→ Exercise directions
Could you rewrite the opera review from "In the decade" to "(a father’s suicide).", updating it so that "Broadway" becomes "stage" everywhere it appears?

Streamed Performance Review: Susan Graham, Efrain Solis, Maya Kherani Shine in Heggie’s and Scheer’s “Three Decembers”, Opera San Jose, December 3, 2020

Opera San Jose filmed this performance of “Three Decembers’ on December 3, 2020. It subsequently made it available to the streaming service of the Houston Grand Opera in December 2021. This review was based on a December 2021 stream from HGO Digital, where it may be accessed through January 9, 2022.

In the decade between Jake Heggie’s successful first opera “Dead Man Walking” (2000) and “Moby Dick” (2010), Heggie’s most ambitious operatic work, is the 2008 chamber opera “Three Decembers”. The opera is based on an unpublished play “Some Christmas Letters” by Terrence McNally, a Houston Grand Opera commission. McNally was Heggie’s librettist for both “Dead Man Walking” and his 2015 opera, “Great Scott”.

“Some Christmas Letters” deals with conflicts in the interrelationships between a Broadway actress and her two adult children. McNally encouraged Heggie and librettist Gene Scheer, to augment McNally’s original play with plot points based on issues that had impacted the lives of McNally (the devastating social impact of AIDS in the 1980s) and Heggie (a father’s suicide).

Opera San Jose, the Covid-19 Pandemic and the Digital Recording of “Three Septembers”

“Three Decembers” has relatively modest requirements for an operatic performance. The opera does not present the complex challenges of traditional operatic works – large casts, choruses, full orchestras and large scenic productions – challenges that have often proved insurmountable during the Covid-19 pandemic. The opera’s cast of three singers can be accompanied by a small chamber orchestra or, as is the case at Opera San Jose, by a pair of pianos.

→ Data
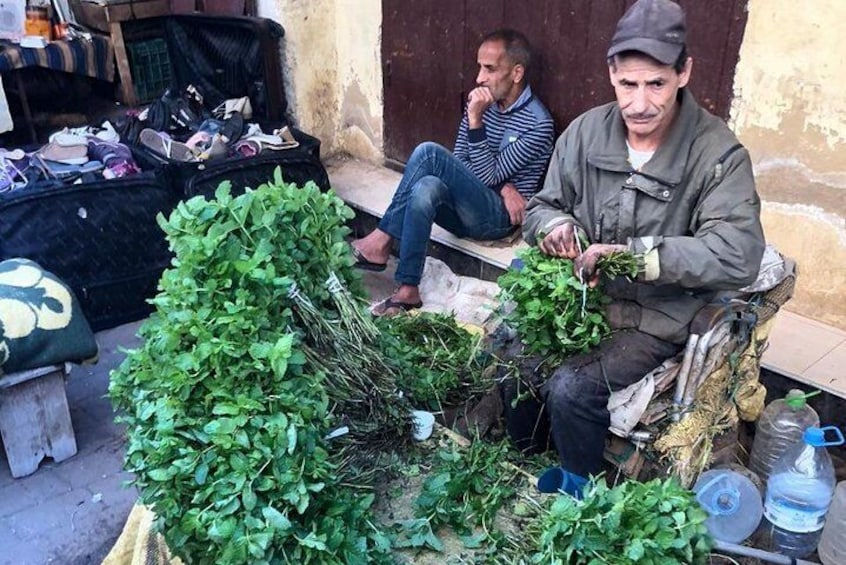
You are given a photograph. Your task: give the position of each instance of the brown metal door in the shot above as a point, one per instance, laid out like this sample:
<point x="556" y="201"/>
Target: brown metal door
<point x="429" y="57"/>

→ Exercise output
In the decade between Jake Heggie’s successful first opera “Dead Man Walking” (2000) and “Moby Dick” (2010), Heggie’s most ambitious operatic work, is the 2008 chamber opera “Three Decembers”. The opera is based on an unpublished play “Some Christmas Letters” by Terrence McNally, a Houston Grand Opera commission. McNally was Heggie’s librettist for both “Dead Man Walking” and his 2015 opera, “Great Scott”.

“Some Christmas Letters” deals with conflicts in the interrelationships between a stage actress and her two adult children. McNally encouraged Heggie and librettist Gene Scheer, to augment McNally’s original play with plot points based on issues that had impacted the lives of McNally (the devastating social impact of AIDS in the 1980s) and Heggie (a father’s suicide).